* TEXT SECTION *
#####
The UK’s 2019 ‘State of Nature’ report found that populations of our most important wildlife had fallen by 60% in 50 years, an unprecedented and spectacular decline. As we concrete over the UK, spray every crop multiple times, and wipe out our wildlife in the process – the UK is said to be the most wildlife-depleted country in Europe – we can pause to ponder what the future holds for us. A land of humans, feral pigeons, rats, and nothing much else? It is looking more likely every day.
Recently I travelled along the Thames on a boat trip through the City of London and beyond, viewing one glass-clad monolith after another, each one bigger than the last, ending up staring at one glossy giant holding a vast 2 million square feet of office space. In his excellent book The Bird-friendly City Timothy Beatley describes how in North America, where they arrived early on, these glass-walled buildings kill wild birds, who, unable to see the glazing, fly into it, breaking their necks. In the US and Canada, where an estimated one billion wild birds die in this way every year, there are efforts to do something about it by, Beatley writes, using various types of fritted glass, changing the design, and adjusting the lighting. Some major cities, in particular Toronto, have been energised by local activists – in Canada the organisation is FLAP, the Fatal Light Awareness Program – and by public outcry to rewrite their building codes to try to prevent bird collisions with glass walls. But here in the UK, in the City of London? Not that I know of, and I have spent the last 20 years there working in conservation.
#####
* STORED DATA *
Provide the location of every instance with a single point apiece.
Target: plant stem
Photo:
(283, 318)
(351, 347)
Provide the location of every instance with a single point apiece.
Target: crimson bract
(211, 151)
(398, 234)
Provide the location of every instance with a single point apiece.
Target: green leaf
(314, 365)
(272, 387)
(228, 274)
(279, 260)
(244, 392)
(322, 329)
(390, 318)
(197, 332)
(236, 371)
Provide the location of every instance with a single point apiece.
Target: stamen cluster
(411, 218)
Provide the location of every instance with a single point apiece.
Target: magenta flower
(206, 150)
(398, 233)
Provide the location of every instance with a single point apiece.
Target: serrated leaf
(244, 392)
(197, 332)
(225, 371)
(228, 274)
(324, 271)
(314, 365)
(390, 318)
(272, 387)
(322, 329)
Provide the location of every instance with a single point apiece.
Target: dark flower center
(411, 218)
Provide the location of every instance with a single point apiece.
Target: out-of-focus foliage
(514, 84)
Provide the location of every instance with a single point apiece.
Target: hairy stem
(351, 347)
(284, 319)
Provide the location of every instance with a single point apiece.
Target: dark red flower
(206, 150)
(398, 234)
#####
* EXERCISES *
**a.** Does each of the following statements agree with the wildlife text? Answer yes or no for each one, and quote the words of the text that decide it.
(i) The 2019 "State of Nature" report found a 60% fall in populations of the UK's most important wildlife over 50 years.
(ii) The Canadian organisation mentioned in the text is called FLAP.
(iii) The glossy giant seen from the Thames holds 3 million square feet of office space.
**b.** Write out the wildlife text between "The UK’s 2019" and "likely every day.", inclusive, swapping "feral pigeons" for "herring gulls".
The data is not needed for this work.

* ANSWERS TO THE EXERCISES *
**a.**
(i) Yes: "populations of our most important wildlife had fallen by 60% in 50 years"
(ii) Yes: "in Canada the organisation is FLAP, the Fatal Light Awareness Program"
(iii) No: "holding a vast 2 million square feet of office space"

**b.**
The UK’s 2019 ‘State of Nature’ report found that populations of our most important wildlife had fallen by 60% in 50 years, an unprecedented and spectacular decline. As we concrete over the UK, spray every crop multiple times, and wipe out our wildlife in the process – the UK is said to be the most wildlife-depleted country in Europe – we can pause to ponder what the future holds for us. A land of humans, herring gulls, rats, and nothing much else? It is looking more likely every day.